The answer is the data below, repeated exactly, with no pictures included.
** Records supplied follows **
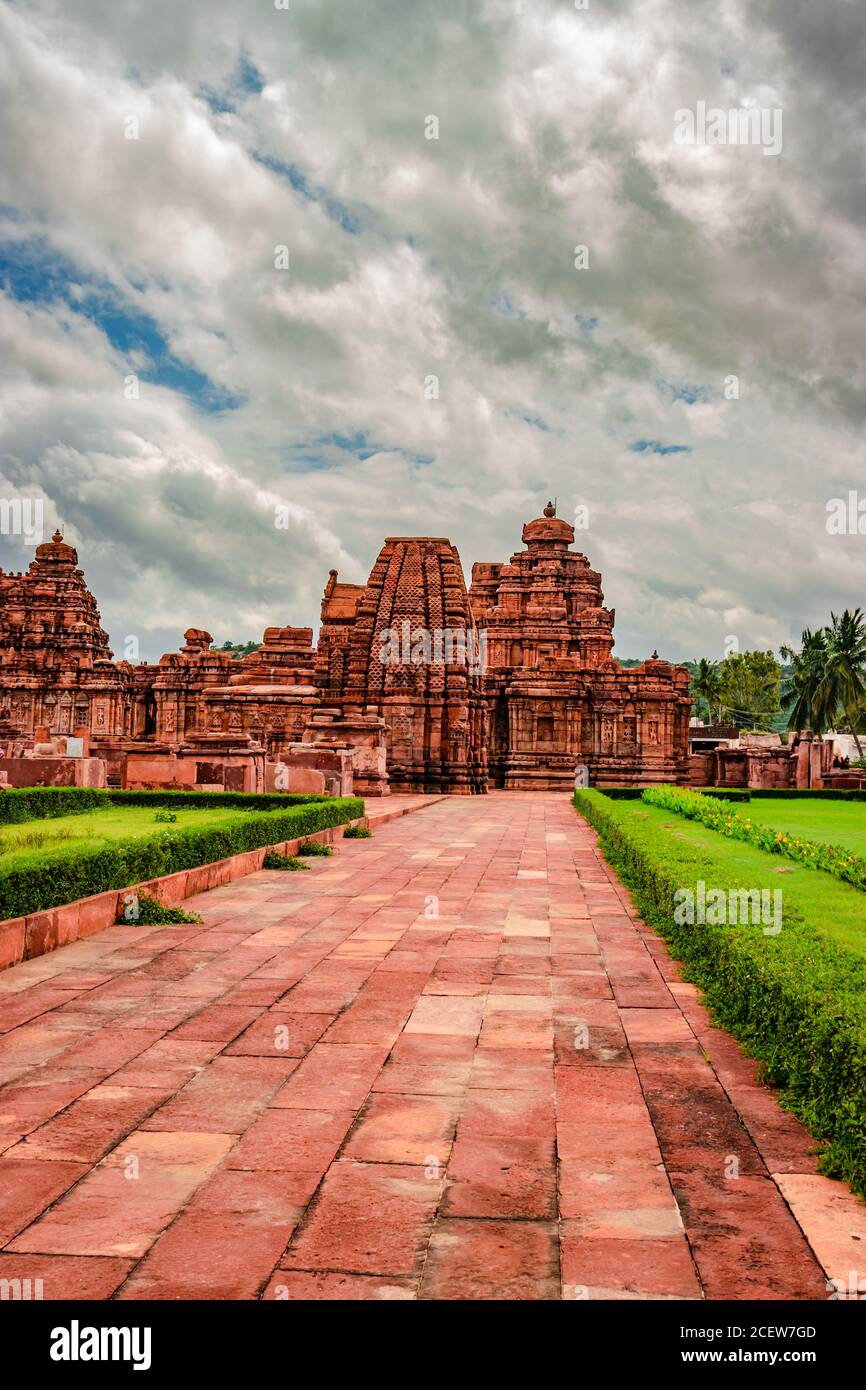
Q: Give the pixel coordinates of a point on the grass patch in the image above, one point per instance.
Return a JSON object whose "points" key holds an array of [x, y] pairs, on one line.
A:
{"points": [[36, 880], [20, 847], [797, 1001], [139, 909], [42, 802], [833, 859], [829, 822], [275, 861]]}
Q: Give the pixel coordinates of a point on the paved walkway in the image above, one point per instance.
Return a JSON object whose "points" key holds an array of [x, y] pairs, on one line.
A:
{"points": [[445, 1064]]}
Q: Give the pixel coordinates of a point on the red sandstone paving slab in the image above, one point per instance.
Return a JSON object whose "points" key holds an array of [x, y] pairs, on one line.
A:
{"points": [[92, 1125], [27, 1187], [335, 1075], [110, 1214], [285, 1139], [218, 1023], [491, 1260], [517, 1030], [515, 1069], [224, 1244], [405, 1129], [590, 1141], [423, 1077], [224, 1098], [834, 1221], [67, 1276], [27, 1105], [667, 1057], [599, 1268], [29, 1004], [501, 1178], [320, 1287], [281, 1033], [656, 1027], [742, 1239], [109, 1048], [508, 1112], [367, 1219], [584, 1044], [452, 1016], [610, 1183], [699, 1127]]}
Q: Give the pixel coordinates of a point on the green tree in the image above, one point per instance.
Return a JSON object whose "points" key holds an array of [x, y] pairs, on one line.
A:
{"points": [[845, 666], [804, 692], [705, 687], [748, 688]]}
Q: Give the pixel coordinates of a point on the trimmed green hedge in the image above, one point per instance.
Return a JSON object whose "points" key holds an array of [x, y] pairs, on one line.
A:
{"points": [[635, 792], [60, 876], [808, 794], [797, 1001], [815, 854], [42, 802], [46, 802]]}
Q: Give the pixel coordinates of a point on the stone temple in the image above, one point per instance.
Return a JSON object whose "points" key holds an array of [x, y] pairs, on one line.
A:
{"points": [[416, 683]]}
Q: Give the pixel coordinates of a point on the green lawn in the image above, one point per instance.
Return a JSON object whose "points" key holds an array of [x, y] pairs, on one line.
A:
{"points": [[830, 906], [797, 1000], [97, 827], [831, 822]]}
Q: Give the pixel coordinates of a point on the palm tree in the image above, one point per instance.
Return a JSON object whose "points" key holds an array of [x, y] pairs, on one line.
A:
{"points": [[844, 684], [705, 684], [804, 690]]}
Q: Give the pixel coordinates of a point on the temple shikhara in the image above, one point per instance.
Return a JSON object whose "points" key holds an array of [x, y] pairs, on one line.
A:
** End of Records supplied **
§ Output for this task:
Q: Give the pixel coordinates of a point on the grass patch in the image above, one point per instance.
Return a JSON object whose "points" key holds an array of [x, y] pairs, on one line.
A:
{"points": [[36, 880], [20, 847], [797, 1001], [139, 909], [42, 802], [833, 859], [829, 822], [275, 861]]}
Q: Give the pixel coordinates of a point on the paved walkway in the image above, one point per instance.
Return a JSON object whose "points" key holds an array of [x, y] pairs, on one line.
A:
{"points": [[445, 1064]]}
Q: Give the pixel coordinates of a point on the red sandstone paving slab in the image above, one point per instance.
Return a JSON object whose "points" key holds an array of [x, y] pairs, on one line.
A:
{"points": [[92, 1125], [27, 1187], [335, 1075], [110, 1214], [285, 1139], [218, 1023], [491, 1260], [517, 1030], [515, 1069], [224, 1244], [405, 1129], [590, 1141], [423, 1077], [224, 1098], [834, 1221], [67, 1276], [27, 1105], [667, 1057], [599, 1268], [29, 1004], [501, 1178], [320, 1287], [281, 1033], [656, 1027], [742, 1239], [109, 1048], [508, 1112], [367, 1219], [584, 1044], [452, 1016], [610, 1183], [699, 1127]]}
Q: Give the pixel coordinates of a point on the green tree in the image above, one point per instance.
Return a JSON object whose "points" key holds an array of [x, y] pairs, on one line.
A:
{"points": [[845, 666], [804, 692], [705, 687], [748, 688]]}
Q: Give the pixel coordinates of a point on the trimmed green hedge in the image above, one point per instance.
Return a JSON object whose "points" key holds an array of [x, y] pairs, on one line.
A:
{"points": [[635, 792], [60, 876], [808, 794], [797, 1001], [815, 854], [42, 802], [46, 802]]}
Q: Give the pixel coordinates of a point on the stone temple in the image above, one point per instance.
Return a JSON object whose "points" key holds an array of [x, y] pairs, on one line.
A:
{"points": [[416, 683]]}
Q: Give the pixel coordinates of a point on the green lawn in the image above, one point per instance.
Return a JSON object whose "points" key holds an array of [x, y] pairs, on one line.
A:
{"points": [[830, 906], [797, 1000], [97, 827], [831, 822]]}
Q: Give the pixel coordinates of a point on the palm tree in the image above, one point per instance.
Return a JSON object whose "points" key holds an array of [x, y] pairs, on one line.
A:
{"points": [[844, 684], [705, 684], [804, 690]]}
Q: Give the pixel coordinates of a point on the temple shikhara in the image above, one point per instance.
Return a JSON object whose "points" key holds an array of [x, y] pairs, on one line.
A:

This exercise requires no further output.